[Location annotation dataset excerpts]
----------------

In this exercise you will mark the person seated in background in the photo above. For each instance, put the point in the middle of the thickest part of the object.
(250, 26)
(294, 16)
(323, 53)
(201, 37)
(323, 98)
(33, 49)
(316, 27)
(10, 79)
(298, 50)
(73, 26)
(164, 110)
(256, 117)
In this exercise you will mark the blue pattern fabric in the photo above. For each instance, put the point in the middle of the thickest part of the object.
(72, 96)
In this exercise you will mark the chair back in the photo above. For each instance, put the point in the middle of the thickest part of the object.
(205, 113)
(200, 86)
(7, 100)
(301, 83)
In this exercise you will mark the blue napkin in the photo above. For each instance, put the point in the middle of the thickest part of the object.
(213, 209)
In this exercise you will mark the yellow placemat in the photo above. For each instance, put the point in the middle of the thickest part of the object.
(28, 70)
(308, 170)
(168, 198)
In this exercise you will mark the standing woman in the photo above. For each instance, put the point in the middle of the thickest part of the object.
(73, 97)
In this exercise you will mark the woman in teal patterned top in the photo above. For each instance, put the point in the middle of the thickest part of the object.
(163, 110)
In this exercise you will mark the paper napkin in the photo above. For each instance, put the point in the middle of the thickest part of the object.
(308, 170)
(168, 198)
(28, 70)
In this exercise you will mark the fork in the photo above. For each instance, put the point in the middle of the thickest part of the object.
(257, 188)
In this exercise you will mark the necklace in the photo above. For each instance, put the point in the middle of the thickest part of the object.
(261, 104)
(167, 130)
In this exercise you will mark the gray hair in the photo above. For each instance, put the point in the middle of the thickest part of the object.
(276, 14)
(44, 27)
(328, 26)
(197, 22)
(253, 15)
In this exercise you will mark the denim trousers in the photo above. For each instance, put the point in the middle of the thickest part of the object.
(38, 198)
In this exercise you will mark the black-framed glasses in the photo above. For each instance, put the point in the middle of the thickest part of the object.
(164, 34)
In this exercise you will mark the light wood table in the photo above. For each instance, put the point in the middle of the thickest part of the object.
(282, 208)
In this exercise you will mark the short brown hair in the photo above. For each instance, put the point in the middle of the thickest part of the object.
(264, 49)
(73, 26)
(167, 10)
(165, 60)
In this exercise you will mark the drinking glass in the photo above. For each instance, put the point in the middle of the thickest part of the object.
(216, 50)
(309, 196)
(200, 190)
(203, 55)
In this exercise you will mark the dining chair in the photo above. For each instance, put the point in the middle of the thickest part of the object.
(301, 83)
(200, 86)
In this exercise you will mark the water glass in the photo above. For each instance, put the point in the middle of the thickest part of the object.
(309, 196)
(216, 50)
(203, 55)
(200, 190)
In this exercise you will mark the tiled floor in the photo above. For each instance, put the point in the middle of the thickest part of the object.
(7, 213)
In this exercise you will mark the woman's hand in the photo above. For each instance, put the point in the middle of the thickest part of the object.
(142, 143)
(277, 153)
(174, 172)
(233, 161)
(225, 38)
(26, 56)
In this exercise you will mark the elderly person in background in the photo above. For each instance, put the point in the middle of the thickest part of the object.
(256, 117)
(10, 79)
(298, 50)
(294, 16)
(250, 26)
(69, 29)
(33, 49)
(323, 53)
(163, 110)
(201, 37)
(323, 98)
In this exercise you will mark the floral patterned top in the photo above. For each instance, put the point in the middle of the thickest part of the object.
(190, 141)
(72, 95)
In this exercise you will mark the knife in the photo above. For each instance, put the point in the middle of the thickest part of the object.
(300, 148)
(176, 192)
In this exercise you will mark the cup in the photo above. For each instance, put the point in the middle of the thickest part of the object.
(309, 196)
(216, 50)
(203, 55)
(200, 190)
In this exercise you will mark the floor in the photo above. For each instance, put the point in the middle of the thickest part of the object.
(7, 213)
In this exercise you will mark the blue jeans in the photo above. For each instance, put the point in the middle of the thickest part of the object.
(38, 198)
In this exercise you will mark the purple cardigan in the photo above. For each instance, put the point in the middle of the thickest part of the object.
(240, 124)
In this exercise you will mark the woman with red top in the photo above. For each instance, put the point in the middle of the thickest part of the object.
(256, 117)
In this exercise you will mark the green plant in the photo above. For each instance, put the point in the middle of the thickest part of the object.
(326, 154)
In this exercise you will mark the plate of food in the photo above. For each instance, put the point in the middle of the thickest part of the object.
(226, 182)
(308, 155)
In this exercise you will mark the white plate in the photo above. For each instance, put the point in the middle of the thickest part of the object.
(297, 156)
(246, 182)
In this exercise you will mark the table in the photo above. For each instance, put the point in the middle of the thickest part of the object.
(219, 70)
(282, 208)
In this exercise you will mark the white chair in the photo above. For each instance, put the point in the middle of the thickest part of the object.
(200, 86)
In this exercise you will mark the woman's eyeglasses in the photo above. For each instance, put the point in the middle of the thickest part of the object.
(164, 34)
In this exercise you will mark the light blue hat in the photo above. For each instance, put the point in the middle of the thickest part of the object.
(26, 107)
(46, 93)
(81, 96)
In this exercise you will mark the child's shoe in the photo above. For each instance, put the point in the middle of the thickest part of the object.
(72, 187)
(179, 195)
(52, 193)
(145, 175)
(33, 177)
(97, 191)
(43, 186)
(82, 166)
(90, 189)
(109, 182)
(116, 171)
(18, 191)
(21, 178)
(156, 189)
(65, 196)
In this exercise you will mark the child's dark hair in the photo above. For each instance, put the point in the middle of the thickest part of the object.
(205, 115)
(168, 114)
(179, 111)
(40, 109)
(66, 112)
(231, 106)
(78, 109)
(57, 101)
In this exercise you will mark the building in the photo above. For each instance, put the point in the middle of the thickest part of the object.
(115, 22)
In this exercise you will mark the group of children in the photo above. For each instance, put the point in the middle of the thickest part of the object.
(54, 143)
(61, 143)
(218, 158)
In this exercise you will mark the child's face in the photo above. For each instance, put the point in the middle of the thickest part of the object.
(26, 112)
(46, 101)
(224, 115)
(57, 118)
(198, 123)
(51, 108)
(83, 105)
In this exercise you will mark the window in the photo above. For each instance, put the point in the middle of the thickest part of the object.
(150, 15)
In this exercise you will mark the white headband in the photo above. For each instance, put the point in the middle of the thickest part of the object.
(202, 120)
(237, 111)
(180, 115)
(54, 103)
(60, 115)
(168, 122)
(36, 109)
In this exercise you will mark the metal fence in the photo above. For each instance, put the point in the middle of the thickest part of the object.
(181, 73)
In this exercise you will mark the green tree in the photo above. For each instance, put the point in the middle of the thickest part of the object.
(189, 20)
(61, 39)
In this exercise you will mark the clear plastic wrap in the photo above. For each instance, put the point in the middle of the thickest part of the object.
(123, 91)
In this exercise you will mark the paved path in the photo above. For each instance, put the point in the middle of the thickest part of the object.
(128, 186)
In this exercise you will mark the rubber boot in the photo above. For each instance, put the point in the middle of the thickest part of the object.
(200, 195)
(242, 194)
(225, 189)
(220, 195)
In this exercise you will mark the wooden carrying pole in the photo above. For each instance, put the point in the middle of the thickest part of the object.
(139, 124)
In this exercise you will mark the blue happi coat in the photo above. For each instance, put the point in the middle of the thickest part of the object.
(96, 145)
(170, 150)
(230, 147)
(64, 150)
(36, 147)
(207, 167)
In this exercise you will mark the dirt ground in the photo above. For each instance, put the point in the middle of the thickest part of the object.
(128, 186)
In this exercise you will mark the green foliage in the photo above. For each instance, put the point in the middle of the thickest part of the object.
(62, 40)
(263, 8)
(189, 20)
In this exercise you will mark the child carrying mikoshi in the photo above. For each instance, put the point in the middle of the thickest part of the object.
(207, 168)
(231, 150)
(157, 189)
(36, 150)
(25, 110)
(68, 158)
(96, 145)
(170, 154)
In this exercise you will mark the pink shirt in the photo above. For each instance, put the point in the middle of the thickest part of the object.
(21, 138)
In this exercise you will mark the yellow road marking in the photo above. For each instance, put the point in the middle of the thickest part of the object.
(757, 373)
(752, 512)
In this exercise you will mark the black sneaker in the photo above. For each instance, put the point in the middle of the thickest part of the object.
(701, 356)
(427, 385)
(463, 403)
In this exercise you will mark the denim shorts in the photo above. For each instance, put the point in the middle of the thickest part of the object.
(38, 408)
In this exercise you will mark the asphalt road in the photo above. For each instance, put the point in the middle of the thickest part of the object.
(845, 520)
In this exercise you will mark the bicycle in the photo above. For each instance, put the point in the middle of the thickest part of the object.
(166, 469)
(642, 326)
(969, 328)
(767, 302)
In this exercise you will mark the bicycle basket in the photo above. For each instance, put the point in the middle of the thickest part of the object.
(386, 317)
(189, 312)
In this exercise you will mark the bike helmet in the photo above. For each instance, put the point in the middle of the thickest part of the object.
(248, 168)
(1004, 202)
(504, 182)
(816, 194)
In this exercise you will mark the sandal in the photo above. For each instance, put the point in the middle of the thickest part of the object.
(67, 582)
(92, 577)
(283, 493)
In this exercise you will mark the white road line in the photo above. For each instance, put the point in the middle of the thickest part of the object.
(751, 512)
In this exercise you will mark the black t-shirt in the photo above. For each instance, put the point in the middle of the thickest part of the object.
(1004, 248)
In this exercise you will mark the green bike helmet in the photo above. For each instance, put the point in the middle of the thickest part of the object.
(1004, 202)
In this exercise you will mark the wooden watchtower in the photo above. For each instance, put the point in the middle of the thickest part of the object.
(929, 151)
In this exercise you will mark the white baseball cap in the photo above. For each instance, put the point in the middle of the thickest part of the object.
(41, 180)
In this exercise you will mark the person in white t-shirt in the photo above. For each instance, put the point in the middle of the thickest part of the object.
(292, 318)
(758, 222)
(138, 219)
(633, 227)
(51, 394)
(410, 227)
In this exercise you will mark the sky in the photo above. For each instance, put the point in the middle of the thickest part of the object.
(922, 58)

----------------

[Aim of the task] Give back exactly the lines beginning at the one with "In this exercise you will mark the green bike" and ending at the final line of the material; both boundary lines belong in it.

[The response]
In this exercise you will mark the green bike helmet in the photo above. For each instance, put the point in the middle of the thickest part of the object.
(1004, 202)
In this exercise you will mark the wooden watchtower in the photo above. For each instance, put the point in the middle of the thickest part of the object.
(929, 151)
In this exercise you will mark the white baseball cap in the photo above. For each instance, put the point in the middle of the thickest part of the object.
(41, 180)
In this exercise you will mark the person in white t-shirt in the photo above. For each instance, put the point in the middle of the thickest part of the object.
(292, 318)
(758, 222)
(138, 219)
(633, 227)
(51, 394)
(410, 227)
In this exercise you will mark the sky in the photo above. For each instance, put the point in the middle of the thickest part of the object.
(922, 58)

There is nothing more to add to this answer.